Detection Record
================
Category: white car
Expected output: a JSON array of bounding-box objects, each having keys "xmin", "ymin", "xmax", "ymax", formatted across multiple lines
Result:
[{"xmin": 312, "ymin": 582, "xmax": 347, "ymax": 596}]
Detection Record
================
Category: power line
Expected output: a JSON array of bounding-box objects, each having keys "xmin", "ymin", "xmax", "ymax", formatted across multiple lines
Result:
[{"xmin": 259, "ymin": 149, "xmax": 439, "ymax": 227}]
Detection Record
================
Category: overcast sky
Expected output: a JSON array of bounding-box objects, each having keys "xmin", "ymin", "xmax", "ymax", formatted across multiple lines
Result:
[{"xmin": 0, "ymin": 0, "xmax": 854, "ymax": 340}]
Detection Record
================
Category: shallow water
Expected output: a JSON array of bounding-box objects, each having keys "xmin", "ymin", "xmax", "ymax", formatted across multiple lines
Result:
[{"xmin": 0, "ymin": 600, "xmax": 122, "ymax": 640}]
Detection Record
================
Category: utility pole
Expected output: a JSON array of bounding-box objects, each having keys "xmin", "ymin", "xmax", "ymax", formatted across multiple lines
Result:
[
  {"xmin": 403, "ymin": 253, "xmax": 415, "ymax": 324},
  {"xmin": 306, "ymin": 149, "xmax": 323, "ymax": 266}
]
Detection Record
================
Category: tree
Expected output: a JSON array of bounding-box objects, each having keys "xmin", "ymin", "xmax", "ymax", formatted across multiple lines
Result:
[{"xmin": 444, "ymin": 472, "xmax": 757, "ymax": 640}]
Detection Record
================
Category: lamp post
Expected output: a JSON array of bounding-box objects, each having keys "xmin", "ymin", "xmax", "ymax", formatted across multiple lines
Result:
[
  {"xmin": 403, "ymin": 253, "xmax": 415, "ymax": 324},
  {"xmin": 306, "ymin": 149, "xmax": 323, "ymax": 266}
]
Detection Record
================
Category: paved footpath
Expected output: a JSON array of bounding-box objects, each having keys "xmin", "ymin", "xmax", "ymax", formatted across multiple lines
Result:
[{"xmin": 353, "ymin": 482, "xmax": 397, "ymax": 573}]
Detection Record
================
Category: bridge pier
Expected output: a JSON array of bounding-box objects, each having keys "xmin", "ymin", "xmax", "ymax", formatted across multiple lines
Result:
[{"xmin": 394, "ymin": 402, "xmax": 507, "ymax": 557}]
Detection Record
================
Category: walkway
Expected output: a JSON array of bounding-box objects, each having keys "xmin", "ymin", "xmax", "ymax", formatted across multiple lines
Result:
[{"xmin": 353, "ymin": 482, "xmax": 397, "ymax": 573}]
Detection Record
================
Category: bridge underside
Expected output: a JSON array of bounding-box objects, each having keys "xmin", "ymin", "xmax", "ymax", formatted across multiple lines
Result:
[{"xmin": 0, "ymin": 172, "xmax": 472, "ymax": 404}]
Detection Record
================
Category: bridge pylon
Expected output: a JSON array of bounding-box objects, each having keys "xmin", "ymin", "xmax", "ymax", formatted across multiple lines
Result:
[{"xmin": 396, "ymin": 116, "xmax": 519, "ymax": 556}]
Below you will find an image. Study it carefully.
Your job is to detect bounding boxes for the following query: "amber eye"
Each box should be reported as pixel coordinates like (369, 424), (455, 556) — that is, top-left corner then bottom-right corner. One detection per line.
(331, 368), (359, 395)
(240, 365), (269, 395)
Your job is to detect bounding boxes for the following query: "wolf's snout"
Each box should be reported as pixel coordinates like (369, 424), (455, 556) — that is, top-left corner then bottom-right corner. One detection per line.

----------

◆ **AIM**
How many lines in the rows above contain the string "Category"? Reply with the number only.

◆ **TASK OUTPUT**
12